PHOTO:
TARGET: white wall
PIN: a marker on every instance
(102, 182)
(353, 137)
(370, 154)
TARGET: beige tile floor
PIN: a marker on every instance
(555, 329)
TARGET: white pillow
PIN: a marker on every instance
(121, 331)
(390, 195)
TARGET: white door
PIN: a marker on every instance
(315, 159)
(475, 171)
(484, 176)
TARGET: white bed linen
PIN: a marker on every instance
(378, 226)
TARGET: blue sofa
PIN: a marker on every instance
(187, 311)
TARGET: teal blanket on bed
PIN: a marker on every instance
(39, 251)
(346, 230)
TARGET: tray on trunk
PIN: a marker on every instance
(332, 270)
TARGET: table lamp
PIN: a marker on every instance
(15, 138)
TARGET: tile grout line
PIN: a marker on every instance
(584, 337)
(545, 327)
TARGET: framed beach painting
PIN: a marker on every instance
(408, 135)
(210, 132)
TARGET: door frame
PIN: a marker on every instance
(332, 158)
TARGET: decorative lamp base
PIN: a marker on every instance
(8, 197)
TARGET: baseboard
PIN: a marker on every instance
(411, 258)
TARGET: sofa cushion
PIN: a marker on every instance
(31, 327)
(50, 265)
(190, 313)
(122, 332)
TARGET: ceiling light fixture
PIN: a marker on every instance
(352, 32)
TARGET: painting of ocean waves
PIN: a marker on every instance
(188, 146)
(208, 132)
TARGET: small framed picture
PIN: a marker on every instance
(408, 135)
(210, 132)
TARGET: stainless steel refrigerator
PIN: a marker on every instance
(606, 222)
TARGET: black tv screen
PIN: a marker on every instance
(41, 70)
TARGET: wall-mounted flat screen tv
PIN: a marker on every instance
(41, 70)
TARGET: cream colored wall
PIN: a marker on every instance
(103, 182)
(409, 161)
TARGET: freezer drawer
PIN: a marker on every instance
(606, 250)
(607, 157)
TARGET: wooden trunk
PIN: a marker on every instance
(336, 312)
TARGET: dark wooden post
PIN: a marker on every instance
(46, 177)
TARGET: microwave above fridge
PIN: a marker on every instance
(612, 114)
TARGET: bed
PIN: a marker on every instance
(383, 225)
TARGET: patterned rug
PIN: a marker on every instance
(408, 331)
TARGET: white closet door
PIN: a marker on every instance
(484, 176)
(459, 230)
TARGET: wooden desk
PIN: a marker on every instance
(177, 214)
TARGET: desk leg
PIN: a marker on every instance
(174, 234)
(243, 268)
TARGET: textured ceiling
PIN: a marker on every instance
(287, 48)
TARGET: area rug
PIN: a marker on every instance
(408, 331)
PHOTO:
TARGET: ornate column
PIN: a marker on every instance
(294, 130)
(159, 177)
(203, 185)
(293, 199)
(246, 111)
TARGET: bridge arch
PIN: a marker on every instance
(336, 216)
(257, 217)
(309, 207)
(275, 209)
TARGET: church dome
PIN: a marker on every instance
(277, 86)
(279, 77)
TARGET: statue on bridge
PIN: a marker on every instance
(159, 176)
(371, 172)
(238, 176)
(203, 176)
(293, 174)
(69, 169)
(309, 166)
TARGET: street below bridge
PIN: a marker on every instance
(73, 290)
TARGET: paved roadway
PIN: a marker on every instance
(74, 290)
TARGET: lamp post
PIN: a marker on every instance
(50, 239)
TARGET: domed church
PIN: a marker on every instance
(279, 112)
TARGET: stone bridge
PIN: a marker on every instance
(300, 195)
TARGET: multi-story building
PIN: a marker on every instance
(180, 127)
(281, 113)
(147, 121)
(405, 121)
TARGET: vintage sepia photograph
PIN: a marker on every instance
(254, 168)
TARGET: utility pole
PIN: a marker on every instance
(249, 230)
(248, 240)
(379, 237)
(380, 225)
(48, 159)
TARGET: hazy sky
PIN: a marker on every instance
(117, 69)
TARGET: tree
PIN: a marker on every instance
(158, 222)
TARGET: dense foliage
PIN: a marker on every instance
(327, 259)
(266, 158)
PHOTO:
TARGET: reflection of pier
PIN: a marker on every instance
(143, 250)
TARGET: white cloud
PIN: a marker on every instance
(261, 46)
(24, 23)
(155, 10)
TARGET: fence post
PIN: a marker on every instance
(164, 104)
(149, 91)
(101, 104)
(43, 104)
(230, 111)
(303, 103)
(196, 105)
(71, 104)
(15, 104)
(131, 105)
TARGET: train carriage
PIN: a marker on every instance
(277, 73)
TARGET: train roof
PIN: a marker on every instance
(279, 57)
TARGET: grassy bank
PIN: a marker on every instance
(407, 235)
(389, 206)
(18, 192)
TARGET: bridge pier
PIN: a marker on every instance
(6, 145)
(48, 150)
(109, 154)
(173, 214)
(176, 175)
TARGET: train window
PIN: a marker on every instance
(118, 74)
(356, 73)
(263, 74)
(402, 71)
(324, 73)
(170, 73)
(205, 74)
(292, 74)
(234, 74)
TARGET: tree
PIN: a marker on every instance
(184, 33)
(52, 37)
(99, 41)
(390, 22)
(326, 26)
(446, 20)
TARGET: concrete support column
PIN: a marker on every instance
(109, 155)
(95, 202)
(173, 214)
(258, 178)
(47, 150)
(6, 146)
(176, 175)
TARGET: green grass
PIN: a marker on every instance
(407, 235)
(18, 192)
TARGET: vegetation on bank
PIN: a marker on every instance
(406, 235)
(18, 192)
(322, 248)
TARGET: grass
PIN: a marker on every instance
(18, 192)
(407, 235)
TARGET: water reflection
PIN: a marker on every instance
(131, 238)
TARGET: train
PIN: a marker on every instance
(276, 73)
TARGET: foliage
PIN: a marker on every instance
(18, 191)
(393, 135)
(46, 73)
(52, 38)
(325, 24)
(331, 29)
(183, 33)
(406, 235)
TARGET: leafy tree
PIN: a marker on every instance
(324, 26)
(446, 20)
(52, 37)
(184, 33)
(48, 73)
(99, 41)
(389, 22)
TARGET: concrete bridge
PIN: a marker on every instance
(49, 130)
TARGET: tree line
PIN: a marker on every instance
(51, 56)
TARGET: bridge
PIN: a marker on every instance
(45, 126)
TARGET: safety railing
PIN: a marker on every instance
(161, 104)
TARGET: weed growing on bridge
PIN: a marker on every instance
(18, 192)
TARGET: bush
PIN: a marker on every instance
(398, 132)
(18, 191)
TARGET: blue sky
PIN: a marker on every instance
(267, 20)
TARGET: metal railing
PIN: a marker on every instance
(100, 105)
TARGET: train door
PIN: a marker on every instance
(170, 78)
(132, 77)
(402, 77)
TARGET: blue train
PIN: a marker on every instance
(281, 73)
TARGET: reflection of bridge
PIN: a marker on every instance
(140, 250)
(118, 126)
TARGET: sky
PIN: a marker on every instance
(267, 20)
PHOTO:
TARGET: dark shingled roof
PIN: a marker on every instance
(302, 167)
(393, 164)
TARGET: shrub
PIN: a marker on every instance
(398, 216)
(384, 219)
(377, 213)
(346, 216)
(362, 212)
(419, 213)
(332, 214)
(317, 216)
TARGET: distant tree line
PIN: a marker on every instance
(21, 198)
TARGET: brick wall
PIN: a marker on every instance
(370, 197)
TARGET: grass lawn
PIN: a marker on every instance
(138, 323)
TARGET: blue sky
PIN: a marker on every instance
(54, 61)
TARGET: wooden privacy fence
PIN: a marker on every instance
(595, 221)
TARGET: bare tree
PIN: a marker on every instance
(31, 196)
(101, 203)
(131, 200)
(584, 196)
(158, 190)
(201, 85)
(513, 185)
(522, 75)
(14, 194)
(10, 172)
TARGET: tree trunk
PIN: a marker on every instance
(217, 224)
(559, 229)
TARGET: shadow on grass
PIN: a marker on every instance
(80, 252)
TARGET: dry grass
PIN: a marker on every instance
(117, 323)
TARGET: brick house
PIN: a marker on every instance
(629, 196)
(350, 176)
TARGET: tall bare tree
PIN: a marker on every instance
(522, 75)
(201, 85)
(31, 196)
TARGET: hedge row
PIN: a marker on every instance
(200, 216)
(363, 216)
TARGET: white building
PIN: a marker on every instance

□ □ □ □ □ □ □

Exercise brief: Quote exactly and only the lines from the one holding "TARGET: wooden privacy fence" through the end of the data.

Task result:
TARGET: wooden privacy fence
PIN: a marker on every instance
(595, 221)
TARGET: bare tree
PIN: a marker on every instance
(31, 196)
(101, 203)
(131, 200)
(584, 196)
(158, 190)
(201, 85)
(513, 185)
(522, 75)
(14, 194)
(10, 172)
TARGET: tree trunk
PIN: a marker on every instance
(217, 224)
(559, 229)
TARGET: shadow on grass
PIN: a marker on every instance
(80, 252)
TARGET: dry grass
PIN: a marker on every instance
(117, 323)
TARGET: brick house
PIN: a marker on every instance
(629, 196)
(350, 176)
TARGET: tall bare tree
PIN: a marker on every instance
(522, 75)
(201, 85)
(31, 196)
TARGET: hedge row
PIN: a marker on every instance
(200, 216)
(363, 216)
TARGET: white building
PIN: a marker on every instance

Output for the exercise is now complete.